# EXCERPT TO READ:
....................

Oh little house in Manchester / How still we see thee lie

Earlier today, as I was drafting the entry entitled,

“An Englishman is beheaded in his front yard. The world is silent,”

that line about how the world is silent in the aftermath of Patrick McGee’s murder kept bringing to my mind the beautiful Christmas carol, “O Little Town of Bethlehem,” (play melody), written in the 1860s by Phillips Brooks and Lewis H. Redner, about how the world was blessedly asleep and silent at the time of Christ’s birth. The hideously ironic thought came to me that the world’s reaction to Patrick McGee’s beheading outside his little house in Manchester is like the world’s reaction to Christ’s birth—the world sleeps in undisturbed silence. When Jesus was born, the world needed to be silent and asleep in order to receive him. But in our post-Christian, liberal world, we need to be silent and asleep in order not to react to the Muslim jihadists and sharia proponents whom we have permitted through our gates, because, if we’re not unconscious and silent, if we notice what has happened and talk about it, we will have to react to it, we will have to do something about it. Which would mean the end of the liberal belief that all humanity is just like us and that evil, enemies, and the unassimilable don’t exist. And this is true even if, as I pointed out in the previous entry, the murderer in this case turns out not to be a Muslim, because the motivation for the silence surrounding this extraordinary crime is still the need to suppress the truth about Islam.

....................

# PROVIDED MATERIAL:

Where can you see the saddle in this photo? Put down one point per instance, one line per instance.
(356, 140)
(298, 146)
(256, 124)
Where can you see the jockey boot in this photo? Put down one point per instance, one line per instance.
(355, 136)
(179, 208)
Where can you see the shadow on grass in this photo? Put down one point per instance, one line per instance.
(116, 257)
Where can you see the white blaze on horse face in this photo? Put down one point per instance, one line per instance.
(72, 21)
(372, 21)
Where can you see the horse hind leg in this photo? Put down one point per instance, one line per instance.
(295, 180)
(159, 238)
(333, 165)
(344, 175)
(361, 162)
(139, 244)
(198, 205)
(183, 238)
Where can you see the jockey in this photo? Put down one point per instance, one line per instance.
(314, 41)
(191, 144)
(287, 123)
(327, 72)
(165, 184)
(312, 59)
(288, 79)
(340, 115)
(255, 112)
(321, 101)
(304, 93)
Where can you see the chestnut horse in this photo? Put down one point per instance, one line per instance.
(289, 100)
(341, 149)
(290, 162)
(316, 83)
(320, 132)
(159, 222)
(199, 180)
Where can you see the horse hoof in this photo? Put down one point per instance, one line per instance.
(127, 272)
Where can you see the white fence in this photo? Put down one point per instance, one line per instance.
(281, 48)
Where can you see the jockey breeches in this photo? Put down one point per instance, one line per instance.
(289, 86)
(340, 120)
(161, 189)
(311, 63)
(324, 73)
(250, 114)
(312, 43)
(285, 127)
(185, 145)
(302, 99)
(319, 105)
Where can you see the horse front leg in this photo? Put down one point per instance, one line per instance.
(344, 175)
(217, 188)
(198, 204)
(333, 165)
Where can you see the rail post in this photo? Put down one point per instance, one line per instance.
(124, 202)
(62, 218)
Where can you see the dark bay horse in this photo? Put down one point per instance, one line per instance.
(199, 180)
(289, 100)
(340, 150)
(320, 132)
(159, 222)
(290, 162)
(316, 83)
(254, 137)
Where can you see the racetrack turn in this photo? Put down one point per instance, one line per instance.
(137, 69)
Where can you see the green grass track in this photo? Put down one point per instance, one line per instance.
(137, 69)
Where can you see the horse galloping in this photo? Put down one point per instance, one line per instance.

....................

Copy out the whole passage about the little house in Manchester, word for word.

# RESPONSE TO THIS EXERCISE:
Oh little house in Manchester / How still we see thee lie

Earlier today, as I was drafting the entry entitled,

“An Englishman is beheaded in his front yard. The world is silent,”

that line about how the world is silent in the aftermath of Patrick McGee’s murder kept bringing to my mind the beautiful Christmas carol, “O Little Town of Bethlehem,” (play melody), written in the 1860s by Phillips Brooks and Lewis H. Redner, about how the world was blessedly asleep and silent at the time of Christ’s birth. The hideously ironic thought came to me that the world’s reaction to Patrick McGee’s beheading outside his little house in Manchester is like the world’s reaction to Christ’s birth—the world sleeps in undisturbed silence. When Jesus was born, the world needed to be silent and asleep in order to receive him. But in our post-Christian, liberal world, we need to be silent and asleep in order not to react to the Muslim jihadists and sharia proponents whom we have permitted through our gates, because, if we’re not unconscious and silent, if we notice what has happened and talk about it, we will have to react to it, we will have to do something about it. Which would mean the end of the liberal belief that all humanity is just like us and that evil, enemies, and the unassimilable don’t exist. And this is true even if, as I pointed out in the previous entry, the murderer in this case turns out not to be a Muslim, because the motivation for the silence surrounding this extraordinary crime is still the need to suppress the truth about Islam.